Rewrite the items below with "that would be welcome" swapped for "that would help" everywhere it appears, keeping everything else the same. Leave out the pictures.
***** STORED RECORDS
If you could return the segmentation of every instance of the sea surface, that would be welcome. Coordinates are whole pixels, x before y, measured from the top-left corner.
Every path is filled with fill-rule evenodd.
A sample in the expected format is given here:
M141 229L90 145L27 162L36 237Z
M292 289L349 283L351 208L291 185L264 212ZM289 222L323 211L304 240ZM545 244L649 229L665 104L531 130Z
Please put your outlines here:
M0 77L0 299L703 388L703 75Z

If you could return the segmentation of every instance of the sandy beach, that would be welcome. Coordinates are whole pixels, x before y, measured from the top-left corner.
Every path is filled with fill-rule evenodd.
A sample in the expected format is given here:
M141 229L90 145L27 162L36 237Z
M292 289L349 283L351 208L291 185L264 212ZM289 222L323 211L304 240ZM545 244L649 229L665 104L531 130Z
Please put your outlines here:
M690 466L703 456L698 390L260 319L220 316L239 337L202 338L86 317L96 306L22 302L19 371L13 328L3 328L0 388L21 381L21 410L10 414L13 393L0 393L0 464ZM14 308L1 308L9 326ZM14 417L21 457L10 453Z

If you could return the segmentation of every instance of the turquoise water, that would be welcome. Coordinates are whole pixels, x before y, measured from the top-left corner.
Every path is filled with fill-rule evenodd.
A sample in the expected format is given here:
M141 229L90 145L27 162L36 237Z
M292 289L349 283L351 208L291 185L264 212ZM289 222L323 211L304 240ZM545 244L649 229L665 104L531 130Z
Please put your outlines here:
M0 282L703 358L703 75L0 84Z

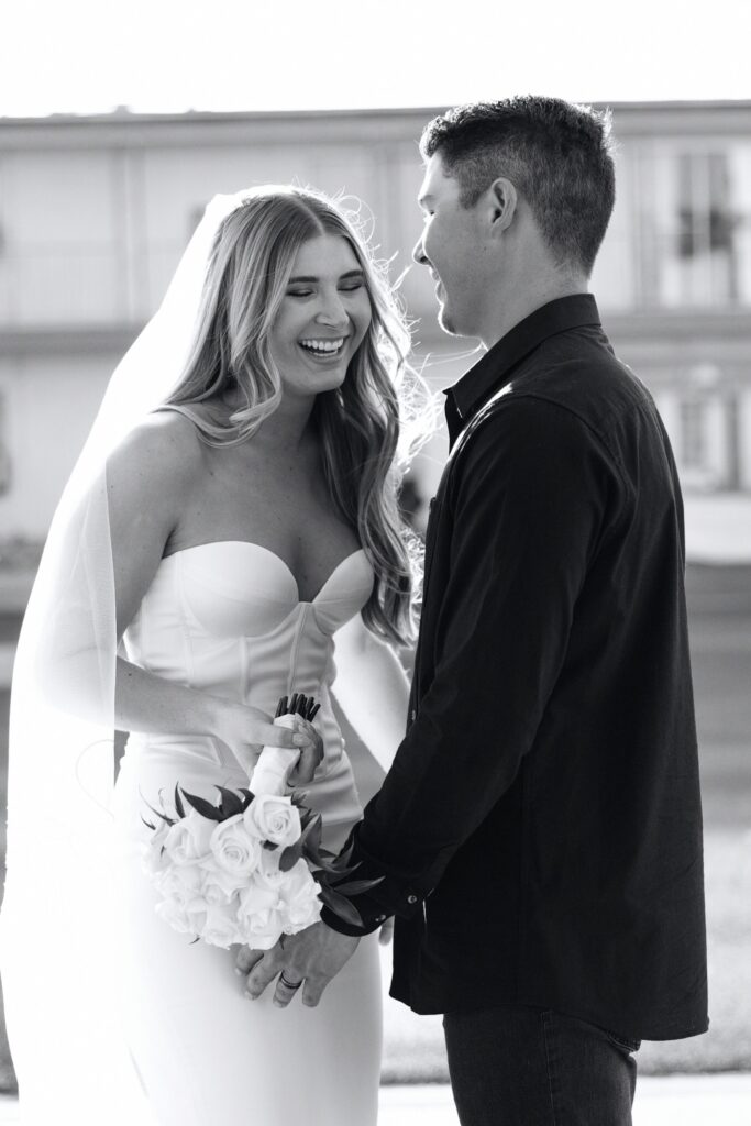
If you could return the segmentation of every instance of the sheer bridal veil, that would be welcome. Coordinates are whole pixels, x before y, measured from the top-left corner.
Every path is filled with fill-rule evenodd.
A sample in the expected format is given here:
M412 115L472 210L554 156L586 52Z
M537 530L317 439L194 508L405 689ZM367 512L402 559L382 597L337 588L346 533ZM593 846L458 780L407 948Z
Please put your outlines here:
M152 1121L117 1019L109 850L114 570L106 458L169 394L214 239L252 193L206 208L164 301L116 368L55 512L18 643L0 966L23 1121Z

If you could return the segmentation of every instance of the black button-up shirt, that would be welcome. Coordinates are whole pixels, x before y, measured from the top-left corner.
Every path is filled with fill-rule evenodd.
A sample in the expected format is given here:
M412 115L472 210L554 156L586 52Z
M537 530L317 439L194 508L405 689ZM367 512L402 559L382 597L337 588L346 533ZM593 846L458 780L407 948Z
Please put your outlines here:
M490 401L490 402L489 402ZM701 807L670 444L585 294L448 393L410 723L352 834L418 1012L707 1027ZM331 926L355 932L324 912Z

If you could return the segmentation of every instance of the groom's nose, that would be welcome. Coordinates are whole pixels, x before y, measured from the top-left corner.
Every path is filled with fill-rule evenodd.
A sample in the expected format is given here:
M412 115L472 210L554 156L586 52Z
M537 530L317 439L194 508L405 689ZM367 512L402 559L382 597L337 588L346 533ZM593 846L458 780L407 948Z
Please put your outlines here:
M412 258L418 263L418 266L430 266L430 262L426 258L424 247L422 245L422 235L414 243L414 249L412 250Z

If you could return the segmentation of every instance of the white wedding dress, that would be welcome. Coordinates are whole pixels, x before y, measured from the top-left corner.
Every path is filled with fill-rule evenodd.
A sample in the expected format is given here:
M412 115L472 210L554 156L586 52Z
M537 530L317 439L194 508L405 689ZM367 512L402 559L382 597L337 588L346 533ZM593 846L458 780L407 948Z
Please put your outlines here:
M321 703L325 758L306 804L324 844L338 850L361 808L329 686L336 629L367 601L373 571L347 556L313 601L299 600L287 565L244 540L188 547L163 558L126 631L128 660L182 685L274 715L295 691ZM372 1126L377 1118L381 983L376 936L325 990L318 1008L296 998L244 998L236 948L191 944L154 913L141 869L141 817L175 784L215 799L214 786L247 786L230 751L208 736L132 734L115 792L116 901L124 962L124 1029L159 1126Z

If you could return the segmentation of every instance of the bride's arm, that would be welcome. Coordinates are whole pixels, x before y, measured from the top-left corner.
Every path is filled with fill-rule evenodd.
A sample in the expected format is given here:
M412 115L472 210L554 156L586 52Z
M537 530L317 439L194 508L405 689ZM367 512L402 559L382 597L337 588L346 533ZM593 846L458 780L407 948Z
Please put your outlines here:
M78 598L72 598L60 615L46 658L50 698L64 711L111 722L107 660L113 640L99 640L106 629L97 629L97 620L107 618L114 601L117 640L122 638L204 472L204 453L194 428L178 415L153 415L110 456L105 524L111 544L111 572L100 565L88 583L79 584ZM91 539L89 555L100 561L102 521L93 524L96 530L88 534L98 538ZM86 537L86 519L80 528ZM107 583L113 589L107 589ZM122 656L116 661L114 691L114 720L119 730L214 736L230 747L245 769L252 767L262 744L303 745L299 735L274 726L257 708L188 688ZM318 761L315 739L312 732L304 739L305 760L314 753ZM301 777L307 772L306 761L299 772Z
M373 636L360 615L334 635L332 690L347 718L384 769L404 738L410 686L395 653Z

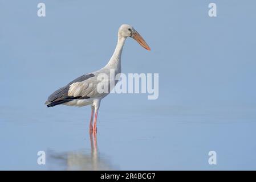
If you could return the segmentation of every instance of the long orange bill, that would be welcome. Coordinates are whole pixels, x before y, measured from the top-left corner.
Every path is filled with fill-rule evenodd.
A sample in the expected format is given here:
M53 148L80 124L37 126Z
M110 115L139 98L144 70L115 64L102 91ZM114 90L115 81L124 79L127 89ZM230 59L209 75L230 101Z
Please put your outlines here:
**********
PROBLEM SOLUTION >>
If you could return the segmentation of every instance of the sea surface, that would help. Coordinates are whole pixels, x before y, measured from the top-left corner.
Every path is filled with fill-rule evenodd.
A sample in the expected format is given here:
M141 229L90 145L27 162L36 237Z
M292 289L349 283L351 208L291 185L264 212ZM289 222L323 211L304 240ZM545 244L649 229L665 104L531 130Z
Please put your outlines here:
M0 77L0 299L703 388L703 75Z

If you could return the segmentation of every instance of the sandy beach, that would help. Coordinates are whole pixels, x before y, measured from the top-left corner.
Every path is filled with fill-rule evenodd.
A sample in the expected format is given here:
M141 229L90 145L27 162L36 237Z
M292 289L349 283L351 208L291 185L264 212ZM289 222L323 211L304 240ZM545 244L649 229L665 104L531 130Z
Please put your outlines here:
M690 466L703 456L698 390L260 319L220 316L239 337L202 338L86 317L96 306L22 302L19 371L13 328L3 328L0 388L21 381L21 410L10 414L13 393L0 393L0 464ZM14 308L1 308L9 326ZM14 417L21 457L10 453Z

If you could return the segmentation of every instance of the turquoise water, that would help. Coordinates are whole pixels, x before y, measured from the top-left corner.
Every path is filled with fill-rule evenodd.
A sample in the expected format is given here:
M141 229L90 145L27 162L36 237Z
M292 289L349 283L351 208L291 185L264 212ZM289 222L323 211L304 240ZM545 244L649 229L665 104L531 130Z
Please put your outlines here:
M0 282L703 358L703 75L0 84Z

If you could return the segmentation of every instance of the sheer bridal veil, that would help. Coordinates are whole pixels, x before y, measured from the top-left corner.
Every path is filled with fill-rule evenodd.
A sample in the expected format is given here:
M412 115L472 210L554 156L586 52Z
M537 530L317 439L194 508L405 689ZM367 512L402 559L382 597L337 588L346 533ZM593 846L458 780L407 948Z
Please put your outlines here:
M152 1121L117 1019L109 850L114 570L106 458L169 394L214 239L252 193L206 208L164 301L116 368L55 512L18 643L0 966L23 1121Z

If you could return the segmentation of every instance of the black button-up shirt, that would help. Coordinates are whole pixels, x before y, measured from the top-left corner.
Every path is filled with fill-rule evenodd.
A sample in the expected format is given here:
M412 115L472 210L554 156L586 52Z
M537 530L317 439L194 508L405 689ZM367 512L402 559L382 597L337 588L346 533ZM593 846L458 780L407 948Z
Please put your outlines here:
M490 401L490 402L489 402ZM701 807L670 444L585 294L448 393L410 723L352 834L418 1012L707 1027ZM331 926L355 932L324 912Z

If you could return the segmentation of every instance of the groom's nose, that would help. Coordinates are whole pixels, x before y, measured from the top-left corner.
Every path is filled with fill-rule evenodd.
A sample in the expected format is given here:
M412 115L472 210L554 156L586 52Z
M537 530L317 439L194 508L405 689ZM367 512L402 559L382 597L337 588L346 533ZM593 846L458 780L407 948Z
Please put your outlines here:
M412 258L418 263L418 266L430 266L430 262L426 258L424 247L422 245L422 235L414 243L414 249L412 250Z

If you could return the segmentation of every instance of the white wedding dress, that would help. Coordinates are whole pixels, x before y, measured from the top-left corner.
Every path is filled with fill-rule evenodd.
A sample in the expected format is given here:
M412 115L472 210L554 156L586 52Z
M537 530L317 439L194 508L405 689ZM367 512L402 559L382 597L337 588L346 533ZM593 846L458 780L407 948Z
Please put your outlines here:
M321 703L325 758L306 804L324 844L338 850L361 808L329 686L336 629L367 601L373 571L347 556L313 601L299 600L287 565L244 540L188 547L163 558L126 631L128 660L182 685L274 715L295 691ZM372 1126L377 1118L381 983L376 936L325 990L318 1008L296 998L244 998L236 948L191 944L154 913L141 869L141 817L175 784L215 799L214 786L247 786L230 751L208 736L132 734L115 792L116 901L124 962L124 1029L159 1126Z

If you could return the segmentation of every instance of the bride's arm, that would help. Coordinates are whole pixels, x before y, measured from the top-left corner.
Every path is filled with fill-rule evenodd.
A sample in the expected format is given here:
M412 115L472 210L554 156L586 52Z
M537 530L317 439L194 508L405 689ZM367 512L402 559L382 597L337 588L346 533ZM593 846L458 780L407 948Z
Please put your outlines here:
M78 598L72 598L60 615L46 658L50 698L64 711L111 722L107 660L113 640L99 640L106 629L97 629L97 620L107 618L114 601L117 640L122 638L204 472L204 453L194 428L178 415L153 415L110 456L105 524L111 544L111 572L100 565L88 583L79 584ZM91 539L89 555L100 561L102 521L93 524L96 530L88 534L98 538ZM86 537L86 519L80 528ZM107 583L113 589L107 589ZM122 656L116 661L114 691L114 720L119 730L214 736L230 747L245 769L252 767L262 744L303 745L299 735L274 726L257 708L188 688ZM318 761L315 739L312 732L304 739L305 760L314 753ZM301 777L307 772L306 761L299 772Z
M373 636L360 615L334 635L332 690L347 718L384 769L404 738L410 686L395 653Z

If you could return the segmentation of every instance of the long orange bill, that would help. Coordinates are whole pixels, x before y, measured from the top-left corner.
Every path is filled with fill-rule evenodd.
A sample in the expected format is given here:
M53 148L80 124L37 126Z
M110 115L139 98L144 70L115 64L102 91ZM114 90L115 81L124 79L127 89ZM230 59L209 75L230 101Z
Please put your outlines here:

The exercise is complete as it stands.